_QUOTED PASSAGE_:
************
Held to Account: Governance in the World Economy

(Seminar #2)

Analytical Summary

Context

Professor Woods began her discussion by spelling out two practical dilemmas faced by multilateral economic organizations such as the International Monetary Fund (Fund), the World Bank (Bank), and the World Trade Organization (WTO). The first practical dilemma, which she referred to as the “crisis of effectiveness,” concerns the increasing incapacity of these institutions to perform the tasks with which they are charged. This crisis, she suggested, is due to three main developments. The first is the varying commitment of the most powerful member states to the pursuit of the stated mandates of these institutions. The second consisted in the failure of these institutions to get economically weaker countries to implement the policies that they typically request of them. The third relates to the relative powerlessness of these institutions to regulate many aspects of the global economy, such as the structure of transnational enterprises, capital markets, and other private sector actors, even while their mandates appear to require that they be capable of doing so.

The second practical dilemma, which she referred to as the “crisis of legitimacy,” concerns the fact that rules and institutions governing the global economy are often perceived to be illegitimate, perhaps even “coercively imposed” without the consent of substantial segments of the world’s population. Indeed, the fact that markets have become increasingly global, while the kinds of institutions that could fairly and effectively govern them have remained national or local, has often been cited as the most pressing obstacle to achieving justice in the global economy. Decisions that are made individually by states to license arms sales, permit deforestation, extract nonrenewable resources, or raise interests rates, for example, affect many that play little or no role in making or influencing them. Moreover, states have become increasingly vulnerable to external intervention even in matters of domestic governance, directly— since financial crises and state failures lead them to accept economic conditionality and external intervention––and indirectly—since weak governments face strong incentives to cater to the interests of more powerful states and their constituents. Insofar as the legitimacy of institutions and policies depends (at least in part) on the political role that those who are affected by them are allowed to play in shaping them, these developments are quite problematic. Indeed, just as democracy seems to have been seized upon as the most legitimate form of political decision-making, participation in the politics of the nation-state seems to have become woefully inadequate to secure the full participatory rights of individuals. People are quite substantially affected by many political decisions that are made outside of the nation-states in which they live.
************
_Dataset lines on where objects appear_:
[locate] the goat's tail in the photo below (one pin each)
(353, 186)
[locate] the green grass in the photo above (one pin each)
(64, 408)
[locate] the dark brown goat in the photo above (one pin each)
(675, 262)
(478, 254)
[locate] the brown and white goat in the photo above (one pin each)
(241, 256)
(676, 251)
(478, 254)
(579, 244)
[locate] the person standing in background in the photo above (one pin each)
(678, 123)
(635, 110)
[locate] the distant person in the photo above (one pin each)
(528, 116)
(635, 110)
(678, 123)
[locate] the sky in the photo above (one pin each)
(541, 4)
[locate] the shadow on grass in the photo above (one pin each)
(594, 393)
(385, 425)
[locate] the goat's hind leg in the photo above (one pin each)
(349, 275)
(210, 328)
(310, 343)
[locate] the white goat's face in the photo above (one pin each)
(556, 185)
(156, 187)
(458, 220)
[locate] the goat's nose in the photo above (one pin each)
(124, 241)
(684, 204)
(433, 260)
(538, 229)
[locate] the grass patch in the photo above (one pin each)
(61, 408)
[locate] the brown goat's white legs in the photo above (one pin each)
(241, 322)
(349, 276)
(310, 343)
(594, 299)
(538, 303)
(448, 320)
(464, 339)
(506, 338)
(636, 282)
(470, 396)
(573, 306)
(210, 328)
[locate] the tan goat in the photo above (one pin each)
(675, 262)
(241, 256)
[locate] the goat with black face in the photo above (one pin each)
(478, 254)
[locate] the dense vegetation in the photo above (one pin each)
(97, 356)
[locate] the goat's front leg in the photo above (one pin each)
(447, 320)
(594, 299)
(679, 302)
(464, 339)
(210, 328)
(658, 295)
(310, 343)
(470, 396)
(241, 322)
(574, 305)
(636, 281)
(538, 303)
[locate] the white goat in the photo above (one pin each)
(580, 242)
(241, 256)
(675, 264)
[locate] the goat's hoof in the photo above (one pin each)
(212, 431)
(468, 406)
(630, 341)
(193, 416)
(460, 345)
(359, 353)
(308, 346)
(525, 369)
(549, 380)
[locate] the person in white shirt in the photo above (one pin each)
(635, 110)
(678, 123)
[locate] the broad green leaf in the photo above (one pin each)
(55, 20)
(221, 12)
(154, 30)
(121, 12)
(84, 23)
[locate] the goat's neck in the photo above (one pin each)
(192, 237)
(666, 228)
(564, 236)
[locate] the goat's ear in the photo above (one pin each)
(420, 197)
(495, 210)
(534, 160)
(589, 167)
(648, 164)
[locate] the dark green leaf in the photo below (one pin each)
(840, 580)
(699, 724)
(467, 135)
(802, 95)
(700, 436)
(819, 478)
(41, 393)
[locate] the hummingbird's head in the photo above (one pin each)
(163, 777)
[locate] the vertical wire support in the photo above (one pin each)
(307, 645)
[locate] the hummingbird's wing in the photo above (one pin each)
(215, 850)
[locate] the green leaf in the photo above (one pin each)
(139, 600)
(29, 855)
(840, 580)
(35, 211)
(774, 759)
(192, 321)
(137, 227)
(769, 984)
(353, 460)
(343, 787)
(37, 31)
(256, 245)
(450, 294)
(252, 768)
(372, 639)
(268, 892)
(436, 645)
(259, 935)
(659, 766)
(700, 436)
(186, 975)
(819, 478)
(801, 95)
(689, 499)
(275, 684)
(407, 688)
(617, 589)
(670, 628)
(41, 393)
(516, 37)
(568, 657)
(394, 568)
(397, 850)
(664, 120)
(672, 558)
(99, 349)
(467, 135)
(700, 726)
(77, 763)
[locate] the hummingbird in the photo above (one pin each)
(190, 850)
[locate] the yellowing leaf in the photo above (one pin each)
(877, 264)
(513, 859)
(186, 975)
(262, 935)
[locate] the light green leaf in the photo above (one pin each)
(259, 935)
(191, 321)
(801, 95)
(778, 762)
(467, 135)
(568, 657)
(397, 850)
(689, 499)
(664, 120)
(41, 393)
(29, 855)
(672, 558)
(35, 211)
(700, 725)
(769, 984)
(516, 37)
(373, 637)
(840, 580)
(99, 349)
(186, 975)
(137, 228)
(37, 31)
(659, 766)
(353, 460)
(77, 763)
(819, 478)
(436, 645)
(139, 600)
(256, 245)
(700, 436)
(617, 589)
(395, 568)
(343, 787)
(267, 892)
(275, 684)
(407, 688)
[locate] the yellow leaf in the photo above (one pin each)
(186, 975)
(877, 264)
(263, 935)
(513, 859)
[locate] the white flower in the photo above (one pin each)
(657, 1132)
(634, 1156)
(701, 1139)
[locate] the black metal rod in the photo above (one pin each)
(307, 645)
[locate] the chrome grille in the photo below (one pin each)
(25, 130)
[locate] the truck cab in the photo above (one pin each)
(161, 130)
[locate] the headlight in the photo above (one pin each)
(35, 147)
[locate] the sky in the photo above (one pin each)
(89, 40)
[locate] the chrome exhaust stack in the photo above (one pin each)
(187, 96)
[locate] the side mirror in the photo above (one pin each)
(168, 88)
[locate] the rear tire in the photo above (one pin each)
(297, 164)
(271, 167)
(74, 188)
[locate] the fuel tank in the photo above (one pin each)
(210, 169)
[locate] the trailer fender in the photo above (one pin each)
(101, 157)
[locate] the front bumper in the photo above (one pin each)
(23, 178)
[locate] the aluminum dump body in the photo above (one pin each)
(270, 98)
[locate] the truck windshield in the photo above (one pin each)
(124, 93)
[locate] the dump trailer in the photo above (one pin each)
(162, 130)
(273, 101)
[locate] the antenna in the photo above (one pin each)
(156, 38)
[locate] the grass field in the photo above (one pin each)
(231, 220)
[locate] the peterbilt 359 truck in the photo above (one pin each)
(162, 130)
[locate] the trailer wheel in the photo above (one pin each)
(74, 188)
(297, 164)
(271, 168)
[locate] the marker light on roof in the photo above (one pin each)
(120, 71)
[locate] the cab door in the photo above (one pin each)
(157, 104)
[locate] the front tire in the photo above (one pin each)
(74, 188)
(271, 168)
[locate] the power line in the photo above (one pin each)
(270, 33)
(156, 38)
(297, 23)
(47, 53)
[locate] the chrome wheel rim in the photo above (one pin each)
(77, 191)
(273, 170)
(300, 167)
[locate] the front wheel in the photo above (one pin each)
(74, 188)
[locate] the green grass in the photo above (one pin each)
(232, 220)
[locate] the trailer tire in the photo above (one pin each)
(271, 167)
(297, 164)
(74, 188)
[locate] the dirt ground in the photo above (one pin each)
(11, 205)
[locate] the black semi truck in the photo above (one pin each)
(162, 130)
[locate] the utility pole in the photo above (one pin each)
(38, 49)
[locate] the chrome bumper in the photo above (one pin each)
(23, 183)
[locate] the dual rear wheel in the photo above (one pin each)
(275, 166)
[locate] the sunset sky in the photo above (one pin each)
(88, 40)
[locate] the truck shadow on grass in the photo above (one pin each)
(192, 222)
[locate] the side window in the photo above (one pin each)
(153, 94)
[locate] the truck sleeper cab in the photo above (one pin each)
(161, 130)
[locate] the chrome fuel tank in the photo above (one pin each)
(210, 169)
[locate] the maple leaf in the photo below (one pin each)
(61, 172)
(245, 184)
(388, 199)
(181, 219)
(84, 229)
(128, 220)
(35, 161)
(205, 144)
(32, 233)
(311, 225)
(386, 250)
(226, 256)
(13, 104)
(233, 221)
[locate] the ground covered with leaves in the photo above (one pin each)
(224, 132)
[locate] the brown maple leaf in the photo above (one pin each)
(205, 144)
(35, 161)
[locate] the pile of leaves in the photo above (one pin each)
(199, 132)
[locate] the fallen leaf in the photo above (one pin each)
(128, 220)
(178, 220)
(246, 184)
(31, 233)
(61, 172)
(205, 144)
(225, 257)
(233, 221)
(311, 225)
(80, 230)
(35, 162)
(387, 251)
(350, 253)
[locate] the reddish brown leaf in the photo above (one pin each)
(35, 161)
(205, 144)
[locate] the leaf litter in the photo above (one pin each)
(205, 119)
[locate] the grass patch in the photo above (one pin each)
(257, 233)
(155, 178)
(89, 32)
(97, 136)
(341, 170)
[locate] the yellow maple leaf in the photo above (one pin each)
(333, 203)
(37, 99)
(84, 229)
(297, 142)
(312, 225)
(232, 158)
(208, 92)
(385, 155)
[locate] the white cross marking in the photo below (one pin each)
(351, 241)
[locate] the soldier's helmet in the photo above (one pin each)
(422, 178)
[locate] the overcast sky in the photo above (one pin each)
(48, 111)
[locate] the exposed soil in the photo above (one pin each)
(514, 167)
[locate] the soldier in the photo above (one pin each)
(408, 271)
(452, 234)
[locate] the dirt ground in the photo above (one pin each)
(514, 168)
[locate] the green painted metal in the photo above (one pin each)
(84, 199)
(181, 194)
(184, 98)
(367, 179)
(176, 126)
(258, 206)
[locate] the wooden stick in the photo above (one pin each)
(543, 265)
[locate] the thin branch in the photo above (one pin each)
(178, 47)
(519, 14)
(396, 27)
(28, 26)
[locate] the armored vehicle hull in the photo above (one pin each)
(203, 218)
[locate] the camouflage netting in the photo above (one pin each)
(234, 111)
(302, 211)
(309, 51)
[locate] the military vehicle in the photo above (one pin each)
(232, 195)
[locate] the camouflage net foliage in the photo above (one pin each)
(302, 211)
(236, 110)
************
_BRIEF 1_:
Answer these questions about the seminar summary on governance in the world economy.
(a) Which three multilateral economic organizations does Professor Woods name?
(b) What name does she give to the first practical dilemma?
(c) According to the summary, how are rules and institutions governing the global economy sometimes perceived to have been imposed?
_BRIEF 2_: Using the seminar summary on governance in the world economy, explain why states have become more vulnerable to external intervention, both directly and indirectly.
_BRIEF 3_: Carry on the seminar summary on governance in the world economy from its final sentence.
These lines are separate material and have no connection to the seminar summary on governance in the world economy.

_WRITTEN REPLY 1_:
(a) The International Monetary Fund, the World Bank, and the World Trade Organization.
(b) The "crisis of effectiveness."
(c) They are perceived as "coercively imposed" without the consent of substantial segments of the world's population.

_WRITTEN REPLY 2_: Directly, financial crises and state failures lead states to accept economic conditionality and external intervention. Indirectly, weak governments face strong incentives to cater to the interests of more powerful states and their constituents.

_WRITTEN REPLY 3_:
Professor Woods’s talk, and the discussion that followed, focused primarily on this second dilemma.

The Argument

Remedying people’s inability to participate meaningfully in the determination of rules and institutions that affect their livelihoods will require developing rules and institutions that ensure that, even where persons cannot participate directly in decision-making, their interests are adequately represented. Existing international organizations, such as the Fund, the Bank, and the WTO, are partly accountable to states, which (ideally) represent the interests of their citizens. But their shape is fixed largely through intergovernmental bargaining that overrepresents the interests of the more powerful states. This is due to the fact that their voting and other decision-making procedures are often inappropriately dominated by richer countries (in the Fund and the World Bank), and because these countries also strongly influence the scope of the tasks with which these institutions are charged. There are thus two distinct democratic deficits in the Bretton Woods institutions. Many people have little influence on the decisions made in their name by the centralized organs and agencies of these institutions. But these people also have very little meaningful influence on the design of these institutions, and the range of tasks with which they are charged. One means of addressing these problems, Professor Woods argued, is to focus on how the mechanisms that ensure the accountability of decision-makers in these institutions can be strengthened and improved.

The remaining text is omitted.